An unchanged copy of every record below, without pictures, is the goal.
------ AVAILABLE RECORDS ------
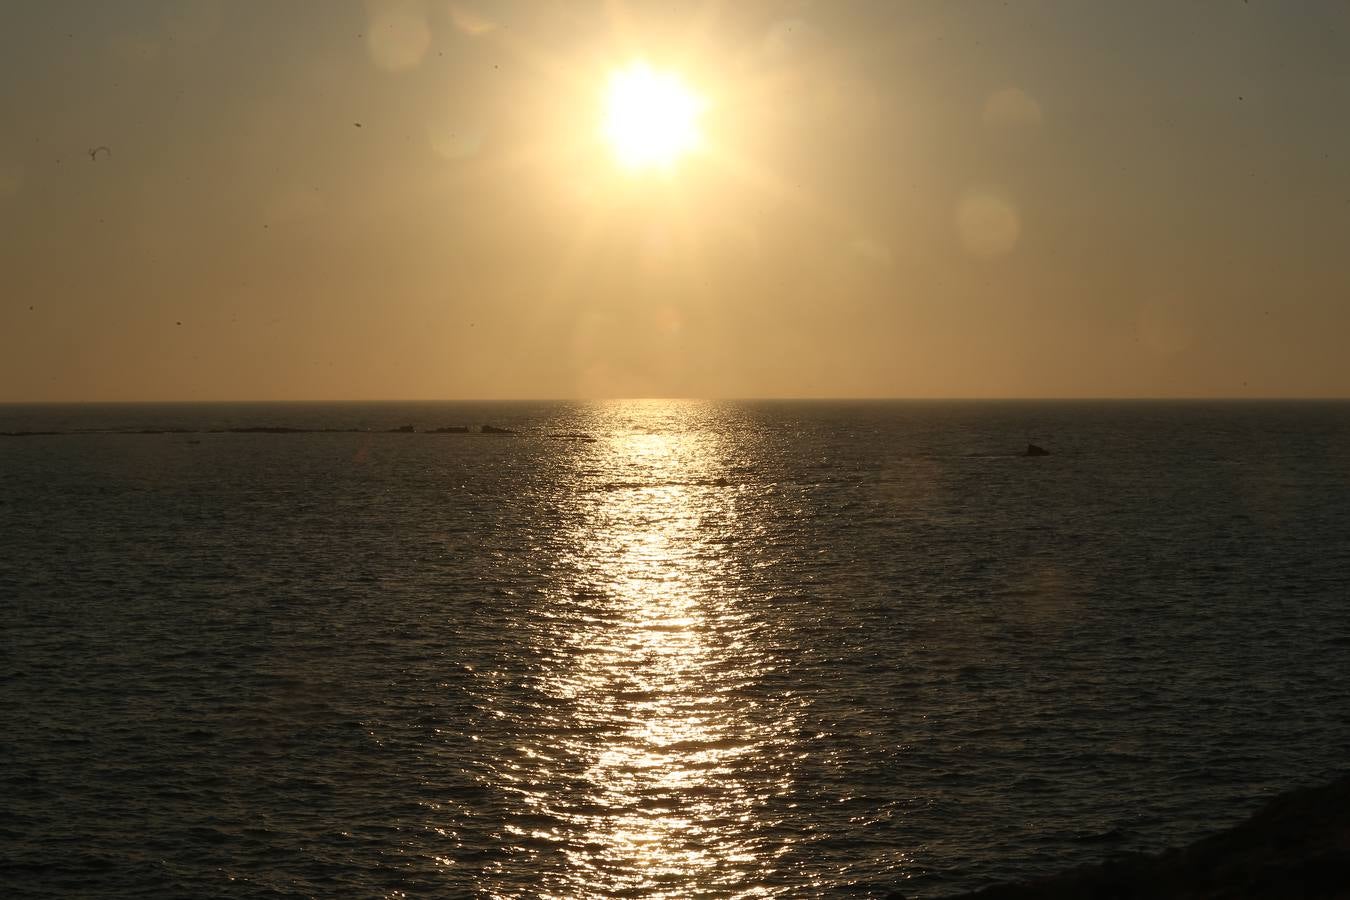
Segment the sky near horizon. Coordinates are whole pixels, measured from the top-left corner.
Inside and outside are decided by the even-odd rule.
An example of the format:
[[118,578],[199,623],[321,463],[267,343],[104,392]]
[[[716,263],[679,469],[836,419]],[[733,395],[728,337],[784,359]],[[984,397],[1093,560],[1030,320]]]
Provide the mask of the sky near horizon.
------
EXERCISE RESULT
Segment the sky near horizon. Coordinates are whole pixels, measured from the top-left corner.
Inside and outside are decided by the even-odd rule.
An example of the format:
[[118,578],[199,623],[321,463],[267,343],[104,392]]
[[[716,263],[679,469],[836,419]],[[733,395],[728,337],[784,359]],[[984,397],[1093,560],[1030,320]]]
Provide the mask of the sky near horizon.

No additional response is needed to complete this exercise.